(What is being asked): Scan the records for the string "shirt", then copy each line that has it.

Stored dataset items
________________

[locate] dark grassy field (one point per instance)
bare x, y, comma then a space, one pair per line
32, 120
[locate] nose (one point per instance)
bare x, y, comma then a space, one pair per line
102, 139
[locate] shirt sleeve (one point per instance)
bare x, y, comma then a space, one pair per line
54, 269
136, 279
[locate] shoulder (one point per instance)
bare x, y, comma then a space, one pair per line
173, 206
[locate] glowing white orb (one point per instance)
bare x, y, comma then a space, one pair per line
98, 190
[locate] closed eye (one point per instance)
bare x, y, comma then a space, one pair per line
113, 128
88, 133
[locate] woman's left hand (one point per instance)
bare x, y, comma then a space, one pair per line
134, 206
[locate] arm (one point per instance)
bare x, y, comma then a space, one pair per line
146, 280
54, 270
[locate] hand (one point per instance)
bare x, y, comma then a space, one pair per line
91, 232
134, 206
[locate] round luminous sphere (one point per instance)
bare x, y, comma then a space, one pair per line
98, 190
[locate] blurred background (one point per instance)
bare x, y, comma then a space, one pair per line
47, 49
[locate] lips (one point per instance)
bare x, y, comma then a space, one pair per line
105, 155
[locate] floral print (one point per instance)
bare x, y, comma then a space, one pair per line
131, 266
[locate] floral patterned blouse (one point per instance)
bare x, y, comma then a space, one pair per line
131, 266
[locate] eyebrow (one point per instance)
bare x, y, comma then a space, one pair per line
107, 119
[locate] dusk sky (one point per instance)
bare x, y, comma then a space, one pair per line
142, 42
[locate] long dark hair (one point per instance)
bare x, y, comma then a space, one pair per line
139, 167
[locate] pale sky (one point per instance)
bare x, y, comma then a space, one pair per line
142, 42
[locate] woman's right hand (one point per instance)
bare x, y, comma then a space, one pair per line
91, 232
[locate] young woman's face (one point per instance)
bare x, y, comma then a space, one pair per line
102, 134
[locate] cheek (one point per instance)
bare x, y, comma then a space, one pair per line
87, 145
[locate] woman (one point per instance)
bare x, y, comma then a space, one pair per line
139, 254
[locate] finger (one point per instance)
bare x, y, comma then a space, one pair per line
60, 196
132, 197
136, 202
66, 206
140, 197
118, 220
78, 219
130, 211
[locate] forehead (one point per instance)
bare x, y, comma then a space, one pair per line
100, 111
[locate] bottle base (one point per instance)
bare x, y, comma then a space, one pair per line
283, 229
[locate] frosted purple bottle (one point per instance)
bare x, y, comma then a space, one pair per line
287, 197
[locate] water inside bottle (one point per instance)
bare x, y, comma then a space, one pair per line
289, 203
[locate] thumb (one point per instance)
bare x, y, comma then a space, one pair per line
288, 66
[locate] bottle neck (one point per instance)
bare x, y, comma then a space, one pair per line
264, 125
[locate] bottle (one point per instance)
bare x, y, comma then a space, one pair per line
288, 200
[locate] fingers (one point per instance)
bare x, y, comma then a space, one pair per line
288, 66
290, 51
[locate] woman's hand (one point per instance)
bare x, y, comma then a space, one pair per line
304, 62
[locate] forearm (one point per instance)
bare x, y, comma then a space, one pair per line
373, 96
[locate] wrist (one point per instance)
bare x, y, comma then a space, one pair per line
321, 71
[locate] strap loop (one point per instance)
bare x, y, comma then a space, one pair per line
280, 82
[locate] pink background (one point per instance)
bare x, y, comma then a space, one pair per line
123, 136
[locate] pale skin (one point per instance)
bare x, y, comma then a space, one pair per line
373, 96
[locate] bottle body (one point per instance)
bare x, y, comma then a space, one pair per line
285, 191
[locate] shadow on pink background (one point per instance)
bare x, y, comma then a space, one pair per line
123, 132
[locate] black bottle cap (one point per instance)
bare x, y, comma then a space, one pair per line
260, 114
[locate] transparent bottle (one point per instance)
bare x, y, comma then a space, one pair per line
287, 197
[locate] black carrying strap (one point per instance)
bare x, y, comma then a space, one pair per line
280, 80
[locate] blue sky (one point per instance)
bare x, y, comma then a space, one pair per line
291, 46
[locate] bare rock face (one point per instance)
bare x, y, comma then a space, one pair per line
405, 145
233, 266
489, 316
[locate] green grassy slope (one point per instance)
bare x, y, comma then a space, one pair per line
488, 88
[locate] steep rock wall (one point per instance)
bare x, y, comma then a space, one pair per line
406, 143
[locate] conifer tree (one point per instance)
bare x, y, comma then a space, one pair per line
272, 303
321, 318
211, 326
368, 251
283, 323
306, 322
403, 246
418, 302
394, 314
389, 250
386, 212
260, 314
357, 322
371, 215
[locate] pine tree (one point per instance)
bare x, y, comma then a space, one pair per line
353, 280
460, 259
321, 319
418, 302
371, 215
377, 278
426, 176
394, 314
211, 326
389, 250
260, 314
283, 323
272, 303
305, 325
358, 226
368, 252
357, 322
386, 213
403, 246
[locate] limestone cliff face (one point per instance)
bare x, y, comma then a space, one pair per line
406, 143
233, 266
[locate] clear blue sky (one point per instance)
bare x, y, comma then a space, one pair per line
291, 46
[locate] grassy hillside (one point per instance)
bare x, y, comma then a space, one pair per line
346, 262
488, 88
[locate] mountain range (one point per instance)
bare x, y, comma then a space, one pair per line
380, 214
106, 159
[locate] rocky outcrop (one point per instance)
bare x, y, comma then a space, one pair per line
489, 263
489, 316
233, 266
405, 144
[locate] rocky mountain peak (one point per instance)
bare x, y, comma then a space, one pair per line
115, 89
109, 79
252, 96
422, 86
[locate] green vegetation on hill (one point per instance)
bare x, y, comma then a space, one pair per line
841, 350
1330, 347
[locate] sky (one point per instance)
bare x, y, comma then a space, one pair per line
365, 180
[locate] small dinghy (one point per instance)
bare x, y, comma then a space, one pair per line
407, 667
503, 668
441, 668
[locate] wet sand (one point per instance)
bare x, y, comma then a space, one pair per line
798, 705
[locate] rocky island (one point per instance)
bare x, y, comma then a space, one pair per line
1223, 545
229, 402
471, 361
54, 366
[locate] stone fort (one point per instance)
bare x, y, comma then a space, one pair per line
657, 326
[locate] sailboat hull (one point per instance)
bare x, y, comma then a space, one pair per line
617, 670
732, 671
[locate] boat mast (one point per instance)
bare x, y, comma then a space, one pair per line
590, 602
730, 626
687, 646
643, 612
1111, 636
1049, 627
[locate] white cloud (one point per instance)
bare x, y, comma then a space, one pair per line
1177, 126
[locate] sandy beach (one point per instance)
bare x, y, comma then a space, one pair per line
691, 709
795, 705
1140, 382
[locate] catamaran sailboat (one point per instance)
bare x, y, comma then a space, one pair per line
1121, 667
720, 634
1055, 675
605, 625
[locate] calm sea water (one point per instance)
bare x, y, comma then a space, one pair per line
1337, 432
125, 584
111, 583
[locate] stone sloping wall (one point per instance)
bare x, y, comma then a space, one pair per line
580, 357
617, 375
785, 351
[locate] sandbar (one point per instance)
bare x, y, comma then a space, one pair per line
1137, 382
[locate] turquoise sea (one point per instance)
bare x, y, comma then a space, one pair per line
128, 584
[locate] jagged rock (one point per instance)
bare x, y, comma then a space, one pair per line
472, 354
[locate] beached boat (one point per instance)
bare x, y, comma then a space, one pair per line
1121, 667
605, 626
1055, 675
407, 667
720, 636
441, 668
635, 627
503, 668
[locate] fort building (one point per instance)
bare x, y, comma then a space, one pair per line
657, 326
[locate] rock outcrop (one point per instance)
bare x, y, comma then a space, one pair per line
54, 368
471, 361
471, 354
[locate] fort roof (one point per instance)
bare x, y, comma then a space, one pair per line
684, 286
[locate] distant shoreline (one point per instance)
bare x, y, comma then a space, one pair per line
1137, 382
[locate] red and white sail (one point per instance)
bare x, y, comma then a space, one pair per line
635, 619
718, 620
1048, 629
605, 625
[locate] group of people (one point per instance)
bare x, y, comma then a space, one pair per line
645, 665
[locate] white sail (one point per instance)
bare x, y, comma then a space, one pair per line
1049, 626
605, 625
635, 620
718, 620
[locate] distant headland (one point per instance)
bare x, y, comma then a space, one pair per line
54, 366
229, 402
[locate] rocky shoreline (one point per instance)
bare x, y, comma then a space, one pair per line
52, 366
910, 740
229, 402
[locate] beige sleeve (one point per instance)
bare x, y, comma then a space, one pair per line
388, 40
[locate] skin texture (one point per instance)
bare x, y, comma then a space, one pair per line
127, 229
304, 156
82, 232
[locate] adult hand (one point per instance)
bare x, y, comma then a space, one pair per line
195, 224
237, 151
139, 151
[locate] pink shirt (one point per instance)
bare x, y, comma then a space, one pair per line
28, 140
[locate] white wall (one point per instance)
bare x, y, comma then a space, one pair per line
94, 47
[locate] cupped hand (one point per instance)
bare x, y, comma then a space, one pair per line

________________

(Answer space):
[locate] shirt sleeve (one point per instance)
[locate] pink shirt (one point per instance)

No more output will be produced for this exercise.